Oil paint can be dissolved with a solvent that causes the binders in the paint to break apart. It doesn't matter if the paint has already dried, because the solvent re-liquefies the paint during the process. Painters commonly use kerosene to clean their paintbrushes after painting, because the kerosene cleans the brush without damaging the bristles. Brushes cleaned with harsher solvents often lose their springiness. Kerosene can clean oil paint off other surfaces, too.
Things You'll Need
- 8-oz. glass cup
- Non-abrasive scrub pad
- Wire brush (optional)
Fill an 8-oz. glass cup with 4 oz. of kerosene.
Place the bristled end of the used paintbrush in the kerosene and let it soak for 24 hours. The kerosene will break down the oil paint during this time.
Fill an 8 oz.-cup half full of hot water and three drops of detergent. Rinse the brushes bristles in the cup by plunging the brush up and down. Thoroughly rinse the detergent out of the brush before reuse. The amount of water and detergent used may vary depending on how many and what size the brushes are.
Dip a non-abrasive scrub pad in kerosene.
Scrub the oil paint until it dissolves.
Clean up the area with soap and water.
Tips & Warnings
- Use a wire brush to help clean oil paint out of large house-painting paintbrushes. Do this after the brush has soaked in the kerosene.
- Keep kerosene away from open flames.
- Kerosene can cause eye and skin irritations.
- Avoid breathing kerosene vapors, they are toxic.
- Wear rubber gloves while scrubbing with kerosene.

• [DATASET RECORDS]

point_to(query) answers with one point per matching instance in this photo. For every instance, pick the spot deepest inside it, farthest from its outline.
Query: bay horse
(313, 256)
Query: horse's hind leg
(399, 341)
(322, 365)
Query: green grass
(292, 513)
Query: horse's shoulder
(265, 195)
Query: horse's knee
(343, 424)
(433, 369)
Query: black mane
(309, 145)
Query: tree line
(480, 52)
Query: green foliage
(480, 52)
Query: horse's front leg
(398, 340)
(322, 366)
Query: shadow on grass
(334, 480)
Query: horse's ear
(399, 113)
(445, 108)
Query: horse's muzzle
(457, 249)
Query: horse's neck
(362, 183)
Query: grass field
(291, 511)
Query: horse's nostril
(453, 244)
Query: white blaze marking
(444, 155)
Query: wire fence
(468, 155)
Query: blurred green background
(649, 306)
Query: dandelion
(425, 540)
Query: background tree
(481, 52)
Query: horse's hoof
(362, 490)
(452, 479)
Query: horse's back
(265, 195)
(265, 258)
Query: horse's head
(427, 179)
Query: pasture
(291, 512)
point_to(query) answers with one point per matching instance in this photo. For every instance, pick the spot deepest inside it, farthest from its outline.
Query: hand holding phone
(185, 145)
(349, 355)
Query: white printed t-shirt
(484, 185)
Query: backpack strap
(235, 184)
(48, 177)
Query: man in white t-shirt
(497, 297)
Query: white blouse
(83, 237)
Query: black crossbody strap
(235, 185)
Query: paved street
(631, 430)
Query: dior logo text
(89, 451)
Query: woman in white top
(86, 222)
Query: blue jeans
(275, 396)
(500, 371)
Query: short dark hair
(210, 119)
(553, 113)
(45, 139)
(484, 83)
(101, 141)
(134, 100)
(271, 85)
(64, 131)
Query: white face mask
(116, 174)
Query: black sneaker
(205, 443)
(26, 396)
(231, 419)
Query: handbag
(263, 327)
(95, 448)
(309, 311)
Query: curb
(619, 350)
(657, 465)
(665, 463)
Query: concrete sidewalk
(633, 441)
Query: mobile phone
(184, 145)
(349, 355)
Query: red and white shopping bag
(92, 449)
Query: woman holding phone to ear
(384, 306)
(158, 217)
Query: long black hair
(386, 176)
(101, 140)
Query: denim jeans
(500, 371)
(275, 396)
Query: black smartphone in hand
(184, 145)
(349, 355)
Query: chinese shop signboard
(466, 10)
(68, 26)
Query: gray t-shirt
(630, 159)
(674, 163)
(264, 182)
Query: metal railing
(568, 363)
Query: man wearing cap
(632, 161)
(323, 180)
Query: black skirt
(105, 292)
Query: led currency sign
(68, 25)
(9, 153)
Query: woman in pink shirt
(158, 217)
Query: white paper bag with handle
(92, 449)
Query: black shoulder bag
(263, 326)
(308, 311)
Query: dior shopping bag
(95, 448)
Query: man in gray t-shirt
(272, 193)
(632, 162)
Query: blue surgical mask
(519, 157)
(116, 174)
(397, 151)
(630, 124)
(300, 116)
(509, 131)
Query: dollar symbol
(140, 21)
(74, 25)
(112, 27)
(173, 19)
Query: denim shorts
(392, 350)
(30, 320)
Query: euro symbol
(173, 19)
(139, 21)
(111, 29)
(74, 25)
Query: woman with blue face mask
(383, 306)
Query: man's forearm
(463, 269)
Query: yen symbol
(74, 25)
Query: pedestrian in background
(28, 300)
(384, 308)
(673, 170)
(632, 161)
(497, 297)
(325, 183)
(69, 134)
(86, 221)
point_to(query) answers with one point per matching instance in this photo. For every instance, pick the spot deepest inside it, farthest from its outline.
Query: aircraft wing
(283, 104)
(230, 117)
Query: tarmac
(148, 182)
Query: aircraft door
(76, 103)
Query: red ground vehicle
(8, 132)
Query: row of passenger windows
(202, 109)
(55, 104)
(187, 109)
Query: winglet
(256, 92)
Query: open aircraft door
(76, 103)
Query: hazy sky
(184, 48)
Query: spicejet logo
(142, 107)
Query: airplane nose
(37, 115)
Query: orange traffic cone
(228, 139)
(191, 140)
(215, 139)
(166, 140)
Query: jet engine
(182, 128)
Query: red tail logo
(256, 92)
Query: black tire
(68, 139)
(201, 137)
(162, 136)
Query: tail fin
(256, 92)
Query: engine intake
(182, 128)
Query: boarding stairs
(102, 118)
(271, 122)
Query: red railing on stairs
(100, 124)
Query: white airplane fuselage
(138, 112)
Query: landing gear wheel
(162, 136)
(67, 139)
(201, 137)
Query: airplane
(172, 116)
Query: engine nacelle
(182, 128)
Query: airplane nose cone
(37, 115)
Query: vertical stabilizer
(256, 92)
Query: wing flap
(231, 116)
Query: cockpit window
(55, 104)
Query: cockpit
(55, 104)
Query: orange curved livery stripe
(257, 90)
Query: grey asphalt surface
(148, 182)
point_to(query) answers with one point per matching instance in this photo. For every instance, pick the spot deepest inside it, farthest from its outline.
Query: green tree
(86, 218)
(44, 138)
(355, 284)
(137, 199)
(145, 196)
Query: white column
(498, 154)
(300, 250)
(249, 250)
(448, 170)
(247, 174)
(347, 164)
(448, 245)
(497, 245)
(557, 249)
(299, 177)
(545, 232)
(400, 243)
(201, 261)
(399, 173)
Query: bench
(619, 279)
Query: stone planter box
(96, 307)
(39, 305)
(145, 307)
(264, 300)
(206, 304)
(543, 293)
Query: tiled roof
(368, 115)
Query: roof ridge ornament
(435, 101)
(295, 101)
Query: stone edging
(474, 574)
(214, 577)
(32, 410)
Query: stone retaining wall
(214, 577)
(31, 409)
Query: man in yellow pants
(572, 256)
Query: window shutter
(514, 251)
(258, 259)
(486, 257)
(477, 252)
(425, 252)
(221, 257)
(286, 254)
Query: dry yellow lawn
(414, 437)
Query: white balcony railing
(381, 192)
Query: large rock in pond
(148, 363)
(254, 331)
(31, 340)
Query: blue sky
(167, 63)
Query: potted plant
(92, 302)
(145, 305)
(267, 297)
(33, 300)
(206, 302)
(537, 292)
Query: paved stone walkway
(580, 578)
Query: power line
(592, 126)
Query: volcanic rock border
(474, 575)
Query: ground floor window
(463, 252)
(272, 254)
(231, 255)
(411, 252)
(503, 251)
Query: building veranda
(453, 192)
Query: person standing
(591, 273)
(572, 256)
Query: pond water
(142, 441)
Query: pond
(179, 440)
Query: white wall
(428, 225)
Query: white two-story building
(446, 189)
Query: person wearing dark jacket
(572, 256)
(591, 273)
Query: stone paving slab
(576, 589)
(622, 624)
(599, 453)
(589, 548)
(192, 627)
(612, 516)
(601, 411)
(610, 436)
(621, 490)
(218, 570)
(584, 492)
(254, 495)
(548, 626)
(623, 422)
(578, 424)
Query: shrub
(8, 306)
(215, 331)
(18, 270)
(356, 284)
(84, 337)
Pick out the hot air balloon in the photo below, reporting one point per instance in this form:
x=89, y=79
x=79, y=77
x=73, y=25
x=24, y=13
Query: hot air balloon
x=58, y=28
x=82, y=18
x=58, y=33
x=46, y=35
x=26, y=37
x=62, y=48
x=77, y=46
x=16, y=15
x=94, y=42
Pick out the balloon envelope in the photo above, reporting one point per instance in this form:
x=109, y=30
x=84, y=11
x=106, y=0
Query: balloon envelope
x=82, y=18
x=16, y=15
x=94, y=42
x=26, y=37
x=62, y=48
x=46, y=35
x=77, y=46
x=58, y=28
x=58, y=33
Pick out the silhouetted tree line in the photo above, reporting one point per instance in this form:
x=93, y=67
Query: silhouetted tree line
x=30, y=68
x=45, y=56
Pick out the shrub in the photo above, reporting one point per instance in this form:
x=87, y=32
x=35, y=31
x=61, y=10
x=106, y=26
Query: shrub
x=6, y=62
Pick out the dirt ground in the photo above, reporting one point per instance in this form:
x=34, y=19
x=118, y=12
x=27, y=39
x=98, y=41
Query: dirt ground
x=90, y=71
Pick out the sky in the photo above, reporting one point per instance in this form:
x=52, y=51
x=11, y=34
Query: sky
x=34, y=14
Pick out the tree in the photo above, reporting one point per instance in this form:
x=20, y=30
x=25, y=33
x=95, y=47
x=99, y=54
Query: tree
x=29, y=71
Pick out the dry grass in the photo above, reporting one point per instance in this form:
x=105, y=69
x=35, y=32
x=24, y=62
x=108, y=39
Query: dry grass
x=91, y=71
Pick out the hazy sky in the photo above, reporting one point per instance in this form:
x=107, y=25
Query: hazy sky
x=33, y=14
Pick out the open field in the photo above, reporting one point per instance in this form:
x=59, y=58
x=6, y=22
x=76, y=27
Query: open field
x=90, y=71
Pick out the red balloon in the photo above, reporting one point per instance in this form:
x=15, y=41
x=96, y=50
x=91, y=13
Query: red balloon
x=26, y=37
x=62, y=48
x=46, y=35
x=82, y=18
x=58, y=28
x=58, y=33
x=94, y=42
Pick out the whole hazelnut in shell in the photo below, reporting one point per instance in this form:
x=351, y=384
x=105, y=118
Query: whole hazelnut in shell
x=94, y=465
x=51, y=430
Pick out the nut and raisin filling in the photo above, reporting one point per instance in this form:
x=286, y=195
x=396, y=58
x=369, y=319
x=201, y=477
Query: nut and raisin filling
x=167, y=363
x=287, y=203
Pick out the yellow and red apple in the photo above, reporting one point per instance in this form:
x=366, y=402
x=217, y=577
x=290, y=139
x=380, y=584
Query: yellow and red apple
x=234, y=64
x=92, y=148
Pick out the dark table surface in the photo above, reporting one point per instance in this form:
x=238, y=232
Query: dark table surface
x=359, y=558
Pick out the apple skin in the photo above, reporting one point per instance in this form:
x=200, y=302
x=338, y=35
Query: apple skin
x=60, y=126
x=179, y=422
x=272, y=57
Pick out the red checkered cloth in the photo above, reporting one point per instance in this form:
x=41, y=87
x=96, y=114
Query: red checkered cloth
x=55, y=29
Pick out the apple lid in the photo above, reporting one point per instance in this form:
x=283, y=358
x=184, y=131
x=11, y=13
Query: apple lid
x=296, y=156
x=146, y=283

• [WORK TO BE COMPLETED] Will you set down, word for word, the part of the text on cleaning oil paint with kerosene between "Things You'll Need" and "in the kerosene.", inclusive? The records have nothing to do with the text on cleaning oil paint with kerosene.

• [SOLUTION TO THE EXERCISE]
Things You'll Need
- 8-oz. glass cup
- Non-abrasive scrub pad
- Wire brush (optional)
Fill an 8-oz. glass cup with 4 oz. of kerosene.
Place the bristled end of the used paintbrush in the kerosene and let it soak for 24 hours. The kerosene will break down the oil paint during this time.
Fill an 8 oz.-cup half full of hot water and three drops of detergent. Rinse the brushes bristles in the cup by plunging the brush up and down. Thoroughly rinse the detergent out of the brush before reuse. The amount of water and detergent used may vary depending on how many and what size the brushes are.
Dip a non-abrasive scrub pad in kerosene.
Scrub the oil paint until it dissolves.
Clean up the area with soap and water.
Tips & Warnings
- Use a wire brush to help clean oil paint out of large house-painting paintbrushes. Do this after the brush has soaked in the kerosene.